→ DOCUMENT EXTRACT:
· · · · ·
At the time, we thought it was a “freak accident,” and the hospital personnel certainly treated it as such (after ruling out foul play). Later that night, I googled “buried in sand” to see if anyone else had experienced such a thing. First I found this. Then I googled “buried in sand death” – and I discovered that just two weeks before Rob’s accident, a physician in Boston had a letter published in the New England Journal of Medicine about just this thing, sand hole collapses. I was shocked by his findings, which the AP picked up (you can read a summary here). I have been in extensive conversation with Dr. Maron since Rob’s accident, and the conversations have driven home even more how very fortunate we are. Last summer, a woman in Australia was at the beach with her child. She walked to the water’s edge to wash something off, and when she turned around, her child was gone. The lifeguards and others treated it as a child abduction situation, and began a full search of the beach. Sometime later, someone remembered seeing the child playing in a hole in the sand. People began to dig, and discovered the child, who was dead. In 60% of these kind of accidents, the victim dies – I imagine that number is even higher if the accident is not witnessed (as was the case for us).
The fact that we not only found Rob, but got him back alive and totally okay (no brain damage, for instance) is astounding and overwhelming beyond words, and we are living in the amazement and gratitude for what feels like a miracle (and for our personal angel, Erika Orlando, the woman who found him and, by doing so, saved his life – and ours). At the same time, it is hard to describe my other reality – the fact that for many minutes I was living with the horror and grief of thinking my little boy was dead. Those emotions and that fear got somehow seared into my mind and heart, and it has been hard to come fully back from those moments.
· · · · ·
→ LISTED RECORDS:
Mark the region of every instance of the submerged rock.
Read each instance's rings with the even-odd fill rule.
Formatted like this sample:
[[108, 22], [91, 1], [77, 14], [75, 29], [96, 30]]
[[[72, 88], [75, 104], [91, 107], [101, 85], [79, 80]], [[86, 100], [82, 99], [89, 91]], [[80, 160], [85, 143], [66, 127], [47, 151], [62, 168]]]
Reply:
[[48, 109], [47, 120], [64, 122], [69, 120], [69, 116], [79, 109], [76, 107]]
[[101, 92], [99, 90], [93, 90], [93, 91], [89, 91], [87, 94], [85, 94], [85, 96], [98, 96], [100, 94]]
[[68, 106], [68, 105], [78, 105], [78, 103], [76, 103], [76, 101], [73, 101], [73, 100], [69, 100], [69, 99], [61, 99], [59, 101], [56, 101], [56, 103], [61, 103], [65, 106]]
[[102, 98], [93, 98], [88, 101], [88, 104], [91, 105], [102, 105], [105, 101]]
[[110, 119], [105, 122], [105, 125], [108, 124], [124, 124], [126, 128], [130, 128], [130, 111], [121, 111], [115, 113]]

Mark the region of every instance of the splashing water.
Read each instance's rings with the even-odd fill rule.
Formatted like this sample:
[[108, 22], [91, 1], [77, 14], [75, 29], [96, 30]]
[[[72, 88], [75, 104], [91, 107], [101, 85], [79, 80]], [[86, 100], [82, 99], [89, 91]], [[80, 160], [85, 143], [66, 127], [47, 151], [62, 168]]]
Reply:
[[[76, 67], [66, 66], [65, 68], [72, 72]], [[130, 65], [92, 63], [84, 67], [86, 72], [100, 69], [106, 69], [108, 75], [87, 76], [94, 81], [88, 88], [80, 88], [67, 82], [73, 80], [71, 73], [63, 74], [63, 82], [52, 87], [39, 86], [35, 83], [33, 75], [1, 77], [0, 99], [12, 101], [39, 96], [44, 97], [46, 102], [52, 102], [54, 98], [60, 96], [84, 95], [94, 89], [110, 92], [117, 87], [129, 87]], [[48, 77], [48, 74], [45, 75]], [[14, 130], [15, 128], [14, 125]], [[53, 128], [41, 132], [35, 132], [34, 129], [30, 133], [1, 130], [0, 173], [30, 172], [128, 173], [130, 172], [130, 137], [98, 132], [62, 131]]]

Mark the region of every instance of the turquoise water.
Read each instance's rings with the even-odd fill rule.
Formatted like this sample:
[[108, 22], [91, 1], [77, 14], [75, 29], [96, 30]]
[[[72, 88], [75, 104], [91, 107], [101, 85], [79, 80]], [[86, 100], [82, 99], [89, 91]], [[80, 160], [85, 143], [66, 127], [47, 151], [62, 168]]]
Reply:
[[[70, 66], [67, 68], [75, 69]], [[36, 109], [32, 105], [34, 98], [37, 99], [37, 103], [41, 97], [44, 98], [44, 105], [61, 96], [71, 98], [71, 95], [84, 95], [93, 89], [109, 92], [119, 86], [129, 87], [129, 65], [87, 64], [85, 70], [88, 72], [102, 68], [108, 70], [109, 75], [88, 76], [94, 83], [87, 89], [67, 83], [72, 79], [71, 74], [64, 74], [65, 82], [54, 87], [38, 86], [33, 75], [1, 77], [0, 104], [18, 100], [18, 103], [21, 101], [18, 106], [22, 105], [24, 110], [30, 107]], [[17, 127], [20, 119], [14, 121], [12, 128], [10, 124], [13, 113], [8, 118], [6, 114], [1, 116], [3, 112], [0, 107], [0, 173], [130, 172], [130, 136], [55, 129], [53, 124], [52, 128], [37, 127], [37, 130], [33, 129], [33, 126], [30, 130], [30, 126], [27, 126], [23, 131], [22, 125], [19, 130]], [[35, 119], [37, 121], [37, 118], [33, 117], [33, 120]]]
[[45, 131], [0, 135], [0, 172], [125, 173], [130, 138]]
· · · · ·
→ TASK PROMPT:
Rewrite the account of the sand hole accident, beginning at "The fact that we" and stopping after "from those moments.", with "miracle" changed to "wonder". Rely only on the account of the sand hole accident, not on the lines.

→ ANSWER TO THIS EXERCISE:
The fact that we not only found Rob, but got him back alive and totally okay (no brain damage, for instance) is astounding and overwhelming beyond words, and we are living in the amazement and gratitude for what feels like a wonder (and for our personal angel, Erika Orlando, the woman who found him and, by doing so, saved his life – and ours). At the same time, it is hard to describe my other reality – the fact that for many minutes I was living with the horror and grief of thinking my little boy was dead. Those emotions and that fear got somehow seared into my mind and heart, and it has been hard to come fully back from those moments.